Focus Your Ears with The Visual Microphone

VideoMicrophone

A Group of MIT, Microsoft, and Adobe researchers have managed to reproduce sound using video alone. The sounds we make bounce off every object in the room, causing microscopic vibrations.  The Visual Microphone utilizes a high-speed video camera and some clever signal processing to extract an audio signal from these vibrations. Using video of everyday objects such as snack bags, plants, Styrofoam cups, and water, the team was able to reproduce tones, music and speech. Capturing audio from light isn’t exactly new. Laser microphones have been around for years. The difference here is the fact that the visual microphone is a completely passive device. No laser or special illumination is required.

The secret is in the signal processing, which the team explains in their SIGGRAPH paper (pdf link). They used a complex steerable pyramid along with wavelet filters to obtain local pixel motion values. These local values are averaged into a global motion value. From this global motion value the team is able to measure movement down to 1/1000 of a pixel. Plenty of resolution to decode audio data.

Most of the research is performed with high-speed video cameras, which are well outside the budget of the average hacker. Don’t despair though, the team did prove out that the same magic can be performed with consumer cameras, albeit with lower quality results. The team took advantage of the rolling shutter found in most of today’s CMOS imager based consumer cameras. Rolling shutter CMOS sensors capture images one row at a time. Each row can be processed in a similar fashion to the frames of the high-speed camera. There are some inter-frame gaps when the camera isn’t recording anything though. Even with the reduced resolution, it’s easy to pick out “Mary had a little lamb” in the video below.

We’re blown away by this research, and we’re sure certain organizations will be looking into it for their own use. Don’t pull out your tin foil hats yet though. Foil containers proved to be one of the best sound reflectors.

Thanks [Zach]!

Comments

  1. nioga says:

    I’ve seen it on niebezpiecznik.pl at least 2 days ago. Old news.

    • chuck says:

      I saw someone on Fark point out that they had already seen this on another site yesterday, so your comment is old news.

# Given information
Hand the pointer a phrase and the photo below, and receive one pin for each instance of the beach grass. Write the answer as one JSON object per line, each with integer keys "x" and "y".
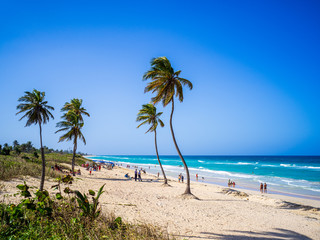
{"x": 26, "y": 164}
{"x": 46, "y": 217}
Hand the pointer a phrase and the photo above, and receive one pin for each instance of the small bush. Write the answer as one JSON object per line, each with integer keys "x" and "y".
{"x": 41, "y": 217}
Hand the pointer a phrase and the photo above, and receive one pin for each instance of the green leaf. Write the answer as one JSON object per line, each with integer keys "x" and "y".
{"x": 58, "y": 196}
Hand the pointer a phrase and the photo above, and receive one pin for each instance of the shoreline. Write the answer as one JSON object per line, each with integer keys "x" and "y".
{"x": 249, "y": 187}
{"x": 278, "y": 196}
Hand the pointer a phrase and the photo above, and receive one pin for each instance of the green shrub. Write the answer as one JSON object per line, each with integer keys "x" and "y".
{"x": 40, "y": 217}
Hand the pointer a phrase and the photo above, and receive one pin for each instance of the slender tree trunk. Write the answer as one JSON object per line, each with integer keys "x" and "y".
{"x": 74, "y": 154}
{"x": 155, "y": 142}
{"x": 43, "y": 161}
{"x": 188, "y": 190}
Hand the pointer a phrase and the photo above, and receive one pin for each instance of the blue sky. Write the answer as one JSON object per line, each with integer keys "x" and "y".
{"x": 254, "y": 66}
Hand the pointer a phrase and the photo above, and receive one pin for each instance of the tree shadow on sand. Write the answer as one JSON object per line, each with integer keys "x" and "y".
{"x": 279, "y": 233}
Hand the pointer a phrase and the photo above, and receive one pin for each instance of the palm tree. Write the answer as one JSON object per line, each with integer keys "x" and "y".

# Parts of the exercise
**A.** Change "pointer" to "locator" in the listing, starting at the line that contains "of the small" and ending at the end of the listing, and give those lines back with nothing else altered.
**B.** Write what comes next in the visual microphone post and its comment thread, picking up after its final comment.

# Results in order
**A.**
Hand the locator a phrase and the photo above, and receive one pin for each instance of the small bush. Write the answer as one JSON object per line, each with integer keys "x" and "y".
{"x": 41, "y": 217}
Hand the locator a phrase and the photo above, and receive one pin for each instance of the green leaf. Write the answer as one JSON object per line, each with integer keys "x" and "y".
{"x": 58, "y": 196}
Hand the locator a phrase and the photo above, and receive one pin for each instance of the shoreline. Write the answer as one JSON object per line, each with integer keys "x" and "y".
{"x": 249, "y": 187}
{"x": 278, "y": 196}
Hand the locator a phrase and the photo above, and receive one pin for each instance of the green shrub. Write the answer as one JSON object per line, each with integer keys "x" and "y".
{"x": 40, "y": 217}
Hand the locator a phrase and the photo above, and receive one pin for each instance of the slender tree trunk. Write the answer as one JSON object per line, each with integer keys "x" and "y".
{"x": 74, "y": 154}
{"x": 155, "y": 142}
{"x": 43, "y": 161}
{"x": 188, "y": 190}
Hand the locator a phrase and the photo above, and receive one pin for each instance of the blue sky. Write the answer as one JSON object per line, each with integer keys "x" and "y".
{"x": 254, "y": 66}
Hand the locator a phrase and the photo above, and receive one pin for each instance of the tree shadow on sand. Write the answer as one JSON object per line, each with integer keys "x" and "y".
{"x": 279, "y": 233}
Hand the locator a phrase and the photo above, and receive one pin for each instance of the palm tree. Write the answer as one JSON object per line, each with integer keys "x" and "y".

**B.**
      Seriously- do people not understand how the internet works? Do you think Adam Fabio flew out to interview these guys a few days after your alphabet soup site did the same thing?
      What are you trying to accomplish by pointing this out? Are we supposed to be impressed with your internet skills? Is Mr. Fabio expected to apologize for wasting your time? Should the offending post be removed? If old news is such a waste of your time why waste more time pointing it out? Do you send messages to CBS to complain that the plane crash they are covering was also reported on NBC 35 seconds earlier? Was your intent to get some attention (mission accomplished)? You have the modern equivalent of the Library of Alexandria at your fingertips- Find a better use for it than just squawking to hear yourself squawk.

  2. Max Siegieda says:

    Honestly my BS meter was ringing like mad watching that video, thinking there’s absolutely no way that visual noise wouldn’t mess the recording up, but no they’re using a camera with a pretty great lens system and sensor that’s also running 25x slower than the recommended speed.

  3. LK says:

    The possibility to do this and the current state of video processing is awesome, but wouldn’t a laser microphone be easier and cheaper than the high speed camera and image processor? DIY laser mic: http://www.lucidscience.com/pro-laser%20spy%20device-1.aspx

    And I think afterwards extraction of conversations from (normal, not specially recorded) videos isn’t feasible, which would be the main advantage over laser microphones.

    • franklyn says:

      Laser mics need a lot of setup and alignment.

    • Hirudinea says:

      I believe they have methods that either vibrate the window to mask sound or they use two windows where the intervening empty space eliminates the sound, this system would defeat both of these defence methods, so I guess buy some drapes.

    • rasz_pl says:

      kind of hard to shine a laser pointer into the past/at a youtube video

      this technique should allow NSA, and other criminal organisations, to analyze video material for audible hints. From the looks of it you can get something as long as it was recorded with a rolling shutter type of sensor (meaning all cellphones)

      • anon says:

        “utilizes a high-speed video camera”

        This wont help anyone extract sound from youtube videos.

        • Angus says:

          Or a normal camera with a rolling shutter sensor.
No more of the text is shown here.